■ **SELECTED PASSAGE**

Deepfake Detection in High-Compression Videos

Deep Learning for Computer Vision Course Project (February 2020 - June 2020)

Video compression artifacts make deepfake detection incredibly challenging. I developed a simple but effective CNN architecture (inspired by a DCGAN discriminator) that detected 92% of forged videos by sampling just 6-10 frames, outperforming existing methods by over 9%. By incorporating sequential information between frames, the accuracy was pushed to 95%.

Polymorphic Malware Detection Using Deep Learning

Systems Security Course Project (September 2019 - November 2019)

Polymorphic malware evades detection by constantly changing its signature. As a proof-of-concept, I explored a novel detection method by converting malware binaries into grayscale images and training a CNN classifier on them. By fine-tuning the model on a custom-built polymorphic malware, I demonstrated that this probabilistic deep learning approach could identify threats that deterministic methods would miss.

Prediction of Colon Cancer Based on Genome Features

B.Tech. Final Year Project (September 2018 - May 2019)

This project tackled a classic bioinformatics challenge: a dataset with over 2000 genomic features but only 62 observations. My work focused on a comparative study of dimensionality reduction techniques (PCA, LDA, PLS, etc.) combined with various classifiers (SVM, Random Forest, etc.). The most effective pipeline involved reducing the data to 40 features with PLS and using a Linear SVM for classification.

Providing Relevant Answers to Search Engine Queries

Microsoft AI Challenge (November 2018 - December 2018)

The goal was to provide precise, direct answers to factual search queries. I developed a pipelined model using pre-trained transformers and a multi-hop attention network. The system first ranked relevant text passages from search results and then used a Machine Reading Comprehension (MRC) component to extract the exact answer span. Our model significantly outperformed most others in the competition.

B.Tech. Extra Credit Project (August 2018 - September 2018)

This was a comparative study on a dataset of 1.6 million tweets to benchmark the performance of various recurrent neural network models. I implemented and evaluated a range of architectures, from basic frequency-based classifiers to RNNs, LSTMs, GRUs, and finally attention-based models, which achieved the highest accuracy.

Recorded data
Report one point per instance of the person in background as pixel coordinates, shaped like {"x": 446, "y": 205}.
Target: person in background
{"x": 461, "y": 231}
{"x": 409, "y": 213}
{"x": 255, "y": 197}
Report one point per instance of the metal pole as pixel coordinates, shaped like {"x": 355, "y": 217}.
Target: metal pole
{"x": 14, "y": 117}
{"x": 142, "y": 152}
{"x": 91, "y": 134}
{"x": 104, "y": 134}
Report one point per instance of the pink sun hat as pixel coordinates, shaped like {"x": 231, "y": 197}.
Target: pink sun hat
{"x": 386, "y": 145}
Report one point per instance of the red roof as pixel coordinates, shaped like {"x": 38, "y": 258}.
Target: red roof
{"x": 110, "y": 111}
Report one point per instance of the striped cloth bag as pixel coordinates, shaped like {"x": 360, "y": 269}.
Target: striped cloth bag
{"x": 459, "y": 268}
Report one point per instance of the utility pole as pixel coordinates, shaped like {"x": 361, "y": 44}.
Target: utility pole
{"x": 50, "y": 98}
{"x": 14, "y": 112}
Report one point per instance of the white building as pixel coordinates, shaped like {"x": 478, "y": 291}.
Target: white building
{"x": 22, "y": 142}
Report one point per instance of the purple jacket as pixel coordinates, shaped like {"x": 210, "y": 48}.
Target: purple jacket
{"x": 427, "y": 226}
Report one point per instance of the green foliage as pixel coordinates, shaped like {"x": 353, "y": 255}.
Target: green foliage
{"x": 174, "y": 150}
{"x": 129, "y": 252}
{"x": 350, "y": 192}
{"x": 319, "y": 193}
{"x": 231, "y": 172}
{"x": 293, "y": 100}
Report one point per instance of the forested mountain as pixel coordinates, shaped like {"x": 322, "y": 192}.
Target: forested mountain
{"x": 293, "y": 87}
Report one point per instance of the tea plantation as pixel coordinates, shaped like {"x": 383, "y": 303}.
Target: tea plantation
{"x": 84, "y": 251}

■ **EXERCISE AIM**
Can you carry the portfolio of machine learning projects forward from its final sentence?

■ **EXERCISE RESPONSE**
Swarm Intelligence for Drone Reconnaissance

DRDO Robotics and Unmanned Systems Exposition (October 2017 - March 2018)

I proposed an intelligent system to control a swarm of drones as a single, cohesive unit. Using Particle Swarm Optimization, individual drones could move collaboratively without collision. The architecture was designed with a “hive-mind” intelligence, enabling group reinforcement learning and shared computational resources, creating a scalable platform for advanced surveillance tasks.

MERN Full-Stack Web Development (Internship)

National Informatics Center (January 2018 - March 2018)

During this internship, I was involved in the ground-up development of a dynamic and responsive progressive web application. I built the entire MERN stack, including a RESTful API backend with NodeJS, ExpressJS, and MongoDB, and a reactive single-page application frontend using ReactJS.

Vehicle Numberplate Recognition at Security Checkpoint

Project with Indian Oil Corporation Limited (September 2017 - November 2017)

I developed a system to automate security logging by reading vehicle number plates from live camera footage. The system used convolutional filters to detect the number plate region, an SSD algorithm for OCR, and a modified locking protocol for database synchronization.

Autonomous ATV Movement Based on Live Camera Feed

ISRO’s National Student Space Challenge (June 2017 - September 2017)

For this challenge, I built an autonomous ATV that could navigate a terrain using only the feed from an overhead camera. The system used A* search for optimal pathfinding, various image processing techniques for real-time perception (detecting the ATV’s position, obstacles, and targets), and stepper motors for precise hardware control.